Stone

… focus on materials forms a path into the study of the artist and craftsperson, their practices and knowledge, the desires of the patron and the cultural significance of the object itself.

C. Anderson, A. Dunlop & P. H. Smith, The matter of art: materials, practices, cultural logics, c.1250-1750, Manchester 2015, p. 3.

It is a remarkable fact that the materials industry responsible for enduring buildings and monuments of the eighteenth century has received scant attention from scholars of architectural history. Many histories of architecture and architects pay little or no attention to stone. Only in recent decades have researchers begun to explore the subject of dimension and decorative stone and their impact on architectural production. And yet, regional geology plays an emphatic role in the character of early modern architecture. While Oxford, London and Dublin share a common classicism in the form of their buildings, there is considerable difference in the colour and texture of Taynton stone, Portland stone and Ardbraccan limestone, not to mention the many other types of local stone employed during the period. And the nature of these materials influences the ways in which they were cut and fashioned.

Used extensively at Saint Paul’s Cathedral (above) by Sir Christopher Wren, Portland stone is a creamy oolitic limestone from the island of Portland in Dorset which subsequently became the material of choice for monumental architecture in Britain and Ireland. In 1756 Isaac Ware proclaimed it ‘the fittest of all for outside work’ and ‘preferred to any other kind’. However, it was problematic to extract and expensive to transport, so alternative sources of fine workable stone were much in demand. Among others, quarrymen and masons from Burford in Oxfordshire developed a successful and far-reaching industry in Taynton stone in the late seventeenth century, Ralph Allen created a burgeoning stone business at Bath in the 1720s, and in 1730 William Colles began to exploit the fine grey limestone of County Kilkenny for use throughout Ireland and beyond. The source of a sandstone combined with Kilkenny limestone at Castletown Cox has eluded scholars. Might there be truth in the suggestion that sandstone from County Down was shipped to the nearby port of Waterford ? There is as yet no joined-up history of the stone industry in these islands in early modern period and part of our research is to understand the movement of materials and men attendant upon the prolific building activity in city and country in the long eighteenth century.

DO THIS
In the passage on stone, where does Portland stone come from? The records that come next have no connection to the passage on stone.

EXCERPTED DATA

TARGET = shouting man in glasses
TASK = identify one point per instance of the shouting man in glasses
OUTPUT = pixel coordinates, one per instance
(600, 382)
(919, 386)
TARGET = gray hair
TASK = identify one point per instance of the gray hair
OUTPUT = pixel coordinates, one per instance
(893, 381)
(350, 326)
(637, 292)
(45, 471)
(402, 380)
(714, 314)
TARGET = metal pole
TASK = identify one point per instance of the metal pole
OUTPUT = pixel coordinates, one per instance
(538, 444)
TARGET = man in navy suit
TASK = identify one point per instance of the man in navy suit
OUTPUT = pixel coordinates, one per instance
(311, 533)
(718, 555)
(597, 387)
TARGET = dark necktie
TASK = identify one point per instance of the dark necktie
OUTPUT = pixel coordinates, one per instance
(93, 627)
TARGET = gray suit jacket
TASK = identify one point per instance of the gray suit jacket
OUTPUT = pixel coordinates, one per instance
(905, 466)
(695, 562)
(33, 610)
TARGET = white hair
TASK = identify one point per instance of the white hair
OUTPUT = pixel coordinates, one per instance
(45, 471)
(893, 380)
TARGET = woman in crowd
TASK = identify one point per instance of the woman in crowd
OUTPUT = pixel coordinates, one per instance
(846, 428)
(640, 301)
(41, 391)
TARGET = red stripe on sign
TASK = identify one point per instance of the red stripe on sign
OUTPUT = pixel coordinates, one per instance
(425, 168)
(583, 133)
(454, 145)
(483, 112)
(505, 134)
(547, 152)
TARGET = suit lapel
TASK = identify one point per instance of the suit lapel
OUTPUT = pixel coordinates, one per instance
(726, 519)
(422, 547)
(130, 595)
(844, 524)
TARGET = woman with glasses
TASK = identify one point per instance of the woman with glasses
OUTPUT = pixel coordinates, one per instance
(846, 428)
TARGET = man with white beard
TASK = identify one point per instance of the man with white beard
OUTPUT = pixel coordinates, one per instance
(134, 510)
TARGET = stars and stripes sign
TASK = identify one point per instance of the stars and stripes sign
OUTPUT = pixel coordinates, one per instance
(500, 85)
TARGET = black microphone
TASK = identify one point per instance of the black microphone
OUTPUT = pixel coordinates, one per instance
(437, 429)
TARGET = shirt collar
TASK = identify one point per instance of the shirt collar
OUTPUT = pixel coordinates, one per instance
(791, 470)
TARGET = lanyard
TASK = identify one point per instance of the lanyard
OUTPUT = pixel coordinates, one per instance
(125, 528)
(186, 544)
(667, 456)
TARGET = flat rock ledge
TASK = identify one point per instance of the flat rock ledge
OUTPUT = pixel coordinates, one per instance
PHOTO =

FINAL ANSWER
The island of Portland in Dorset.